Exercise inputs:
——————————

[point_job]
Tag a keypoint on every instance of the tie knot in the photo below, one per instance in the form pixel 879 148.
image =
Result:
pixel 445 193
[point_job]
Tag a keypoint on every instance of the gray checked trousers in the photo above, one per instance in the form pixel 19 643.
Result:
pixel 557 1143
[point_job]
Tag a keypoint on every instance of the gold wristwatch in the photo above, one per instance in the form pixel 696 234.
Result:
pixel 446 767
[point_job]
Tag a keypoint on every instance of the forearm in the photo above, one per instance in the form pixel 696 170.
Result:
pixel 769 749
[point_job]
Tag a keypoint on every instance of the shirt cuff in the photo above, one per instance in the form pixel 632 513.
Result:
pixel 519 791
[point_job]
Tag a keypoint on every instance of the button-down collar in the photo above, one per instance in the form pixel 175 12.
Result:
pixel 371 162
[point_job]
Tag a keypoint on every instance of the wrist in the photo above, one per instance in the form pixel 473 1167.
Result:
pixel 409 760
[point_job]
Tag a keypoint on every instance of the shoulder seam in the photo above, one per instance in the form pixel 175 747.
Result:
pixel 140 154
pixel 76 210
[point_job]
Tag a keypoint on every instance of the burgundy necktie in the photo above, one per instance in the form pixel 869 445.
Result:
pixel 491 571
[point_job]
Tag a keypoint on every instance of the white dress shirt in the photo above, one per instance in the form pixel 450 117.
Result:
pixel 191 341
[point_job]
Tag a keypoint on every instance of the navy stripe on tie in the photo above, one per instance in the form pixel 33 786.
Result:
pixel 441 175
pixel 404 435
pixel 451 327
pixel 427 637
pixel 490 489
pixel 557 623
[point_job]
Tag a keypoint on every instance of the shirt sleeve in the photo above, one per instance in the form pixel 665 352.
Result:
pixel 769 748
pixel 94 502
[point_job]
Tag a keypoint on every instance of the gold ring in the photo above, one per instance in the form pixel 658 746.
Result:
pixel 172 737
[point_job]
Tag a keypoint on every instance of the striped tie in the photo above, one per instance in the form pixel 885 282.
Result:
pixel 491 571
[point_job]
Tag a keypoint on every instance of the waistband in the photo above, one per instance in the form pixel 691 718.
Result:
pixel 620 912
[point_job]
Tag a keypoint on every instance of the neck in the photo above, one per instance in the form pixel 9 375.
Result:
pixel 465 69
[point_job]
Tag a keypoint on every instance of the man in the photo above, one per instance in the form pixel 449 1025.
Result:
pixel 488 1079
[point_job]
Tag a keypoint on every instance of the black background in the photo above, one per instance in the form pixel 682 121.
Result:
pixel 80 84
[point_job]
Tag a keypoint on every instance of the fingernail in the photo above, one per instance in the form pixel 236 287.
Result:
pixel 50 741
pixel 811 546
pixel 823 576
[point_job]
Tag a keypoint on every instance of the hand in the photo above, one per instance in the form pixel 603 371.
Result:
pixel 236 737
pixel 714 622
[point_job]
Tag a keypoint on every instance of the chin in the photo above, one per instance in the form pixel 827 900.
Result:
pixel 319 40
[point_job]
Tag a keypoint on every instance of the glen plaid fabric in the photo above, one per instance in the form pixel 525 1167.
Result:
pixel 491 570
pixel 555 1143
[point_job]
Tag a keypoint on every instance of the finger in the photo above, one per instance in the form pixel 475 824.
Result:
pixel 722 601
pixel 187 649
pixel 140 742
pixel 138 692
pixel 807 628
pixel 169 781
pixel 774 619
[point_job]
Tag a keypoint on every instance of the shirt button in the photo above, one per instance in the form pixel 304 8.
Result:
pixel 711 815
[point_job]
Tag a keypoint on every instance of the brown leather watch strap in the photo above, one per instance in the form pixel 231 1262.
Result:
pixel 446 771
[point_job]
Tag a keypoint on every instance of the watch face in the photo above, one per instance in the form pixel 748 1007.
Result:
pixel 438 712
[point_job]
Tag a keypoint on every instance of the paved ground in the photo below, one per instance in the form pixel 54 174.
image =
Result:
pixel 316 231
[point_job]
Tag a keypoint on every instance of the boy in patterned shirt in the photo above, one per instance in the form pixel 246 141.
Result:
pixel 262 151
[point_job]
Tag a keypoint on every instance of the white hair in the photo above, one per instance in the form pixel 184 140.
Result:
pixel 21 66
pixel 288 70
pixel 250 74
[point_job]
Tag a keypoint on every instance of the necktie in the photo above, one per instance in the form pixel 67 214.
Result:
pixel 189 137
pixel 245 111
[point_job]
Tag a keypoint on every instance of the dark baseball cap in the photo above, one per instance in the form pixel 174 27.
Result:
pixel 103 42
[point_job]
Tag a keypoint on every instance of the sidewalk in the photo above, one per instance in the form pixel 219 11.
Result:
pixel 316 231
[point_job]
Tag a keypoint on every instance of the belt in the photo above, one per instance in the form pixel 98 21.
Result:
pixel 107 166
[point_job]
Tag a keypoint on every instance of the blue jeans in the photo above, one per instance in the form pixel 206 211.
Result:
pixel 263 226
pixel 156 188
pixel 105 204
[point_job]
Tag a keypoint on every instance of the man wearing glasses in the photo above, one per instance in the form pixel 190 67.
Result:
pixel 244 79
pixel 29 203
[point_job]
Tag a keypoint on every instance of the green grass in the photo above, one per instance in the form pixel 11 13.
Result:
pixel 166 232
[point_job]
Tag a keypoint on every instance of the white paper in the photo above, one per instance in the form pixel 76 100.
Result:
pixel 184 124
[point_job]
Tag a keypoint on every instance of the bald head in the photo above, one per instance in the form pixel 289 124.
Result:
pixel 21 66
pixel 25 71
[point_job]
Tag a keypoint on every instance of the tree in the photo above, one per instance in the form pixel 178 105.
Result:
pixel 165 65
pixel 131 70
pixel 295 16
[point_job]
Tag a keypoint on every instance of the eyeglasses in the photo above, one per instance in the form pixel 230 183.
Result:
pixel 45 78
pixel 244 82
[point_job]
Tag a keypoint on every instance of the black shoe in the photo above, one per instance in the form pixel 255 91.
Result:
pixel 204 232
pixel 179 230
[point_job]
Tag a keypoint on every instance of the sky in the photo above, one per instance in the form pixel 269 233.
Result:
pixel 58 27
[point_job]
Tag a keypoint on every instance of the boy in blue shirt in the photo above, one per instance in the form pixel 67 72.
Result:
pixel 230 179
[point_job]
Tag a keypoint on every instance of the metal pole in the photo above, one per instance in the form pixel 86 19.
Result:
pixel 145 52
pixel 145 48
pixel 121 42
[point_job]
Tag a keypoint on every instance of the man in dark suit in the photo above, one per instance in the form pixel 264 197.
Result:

——————————

Give the listing above again, word for word.

[point_job]
Tag a keypoint on every instance of the tie knot in the photo below, one per instance in the form pixel 879 148.
image =
Result:
pixel 445 193
[point_job]
Tag a keypoint on every instance of the gray checked trousers in the photo above, one per instance in the form pixel 19 643.
Result:
pixel 557 1143
[point_job]
Tag a keypoint on every instance of the gold wristwatch in the photo above, one per instance in the form pixel 696 234.
Result:
pixel 446 767
[point_job]
Tag a keypoint on every instance of the forearm in the photo above, one per instance in the form pixel 696 170.
Result:
pixel 769 749
[point_job]
Tag a keypoint on every instance of the shirt cuff in the photo above, one per instance in the form pixel 632 513.
Result:
pixel 519 791
[point_job]
Tag a keypoint on every instance of the button-down collar in the photo above, one per instance in the form pixel 175 12.
Result:
pixel 371 162
[point_job]
Tag a keypoint on every instance of the wrist in the photo above, one per instance in the form pixel 473 1167.
Result:
pixel 409 760
[point_job]
Tag a keypoint on every instance of the shoulder seam in the photo above, one per instance in the form pixel 175 747.
Result:
pixel 140 154
pixel 76 210
[point_job]
Tag a keypoint on every instance of the burgundy necktie in the photo above, one per instance in the form pixel 869 445.
Result:
pixel 491 571
[point_job]
Tag a keypoint on every instance of the white dress shirt in the photo above, one per instance in the form pixel 450 117.
Result:
pixel 191 341
[point_job]
Tag a keypoint on every instance of the navy stripe on tie in the photo above, one per instance in the form pixel 33 786.
Result:
pixel 441 175
pixel 404 435
pixel 451 327
pixel 427 637
pixel 490 489
pixel 557 623
[point_job]
Tag a keypoint on every instance of the shirt sleeve in the photo above, one per instance in the form pixel 665 352.
Result:
pixel 769 748
pixel 94 502
[point_job]
Tag a keypoint on every instance of the gold ring in the photo above, one per instance in the form pixel 658 746.
Result:
pixel 172 737
[point_job]
Tag a keypoint on every instance of the striped tie in the photo above, one per instance in the form pixel 885 282.
Result:
pixel 491 571
[point_job]
Tag a keypoint on every instance of the waistband in the photo above, one per instance in the form pixel 691 718.
Result:
pixel 620 912
[point_job]
Tag a keypoint on every instance of the neck in the photo above, one per instance in the form pixel 9 375.
Result:
pixel 465 69
[point_job]
Tag a keypoint on every instance of the man in the photo above, one per instance in the form pixel 449 1025.
Result:
pixel 488 1079
[point_job]
Tag a keypoint on every instance of the black background in the photo above, one per instance in the form pixel 682 121.
Result:
pixel 80 84
[point_job]
Tag a keypoint on every instance of the fingernail in the photo above, one per instance in the form pixel 236 287.
Result:
pixel 50 741
pixel 811 546
pixel 823 576
[point_job]
Tag a keypoint on every instance of the hand in the photo above, one per instance in the form pixel 603 371.
Result:
pixel 236 737
pixel 714 622
[point_job]
Tag a keypoint on every instance of the chin in the photo above, one per instance in the form pixel 827 900.
Result:
pixel 319 40
[point_job]
Tag a keypoint on every instance of the glen plaid fabric in the photo above, one per instance in the form pixel 525 1167.
Result:
pixel 491 570
pixel 555 1143
[point_job]
Tag a keypoint on every instance of the finger in the photo above, one per instance in the form pixel 475 824.
Result:
pixel 722 601
pixel 187 649
pixel 140 742
pixel 138 692
pixel 807 628
pixel 169 781
pixel 774 619
[point_job]
Tag a keypoint on every instance of the shirt button in the photo above, one per instance in the form pixel 304 8.
Result:
pixel 711 815
[point_job]
Tag a keypoint on every instance of the brown leather watch strap in the photo above, one per instance in the form pixel 231 1262.
Result:
pixel 446 771
[point_job]
Tag a keypoint on every instance of the watch face in the photo above, one per instance in the form pixel 748 1007.
Result:
pixel 438 712
[point_job]
Tag a keypoint on every instance of the paved ground in the photo below, one per instance in the form pixel 54 174.
image =
Result:
pixel 316 231
[point_job]
Tag a keypoint on every instance of the boy in patterned shirt in the photo above, one per instance in the form pixel 246 141.
Result:
pixel 262 151
[point_job]
Tag a keypoint on every instance of the white hair in the photo above, one per instance in the form pixel 184 140.
Result:
pixel 21 66
pixel 288 70
pixel 250 74
[point_job]
Tag a keypoint on every instance of the necktie in the photo above, one per instance in the form pixel 67 214.
Result:
pixel 189 137
pixel 245 111
[point_job]
Tag a keypoint on every instance of the dark baseball cap in the photo above, one per instance in the form pixel 174 27.
Result:
pixel 103 42
[point_job]
Tag a keypoint on every instance of the sidewalk in the photo above, one per instance in the form pixel 219 11.
Result:
pixel 316 231
[point_job]
Tag a keypoint on every instance of the belt in the photo above, one per instance in the form pixel 98 21.
Result:
pixel 107 166
[point_job]
Tag a keypoint on every instance of the blue jeans in the photo above, one per instance in the form pixel 206 211.
Result:
pixel 263 226
pixel 156 188
pixel 105 204
[point_job]
Tag a keypoint on every instance of the man wearing glasses in the photo above, one per instance in the form pixel 190 67.
Result:
pixel 244 79
pixel 29 203
[point_job]
Tag a keypoint on every instance of the green grass in the photo above, one per instance in the form pixel 11 13.
Result:
pixel 166 232
[point_job]
Tag a keypoint on every instance of the white paper in the photo above, one per instance in the form pixel 76 100.
Result:
pixel 184 124
[point_job]
Tag a keypoint on every instance of the bald head in the photo above, one per instance in the form pixel 289 124.
Result:
pixel 21 66
pixel 25 71
[point_job]
Tag a keypoint on every instance of the tree in the photo above, one per instance in the form pixel 178 105.
Result:
pixel 165 65
pixel 131 70
pixel 295 16
[point_job]
Tag a keypoint on every instance of the eyeglasses in the photo above, one per instance in the form pixel 230 183.
Result:
pixel 45 78
pixel 244 82
[point_job]
Tag a keypoint on every instance of the black shoe in the photo above, one per instance in the form pixel 255 91.
Result:
pixel 204 232
pixel 179 230
[point_job]
Tag a keypoint on every instance of the sky in the photo above, one per instance in the form pixel 269 233.
Result:
pixel 58 27
[point_job]
Tag a keypoint on every instance of the boy in blue shirt in the photo above, one per instance in the form pixel 67 72.
Result:
pixel 230 179
[point_job]
Tag a keypoint on every instance of the metal pole in the photo above, one per instance in the form pixel 86 19.
Result:
pixel 145 52
pixel 145 48
pixel 121 42
[point_job]
Tag a keypoint on every instance of the man in dark suit in the photo above, one per instance in the form pixel 264 197.
Result:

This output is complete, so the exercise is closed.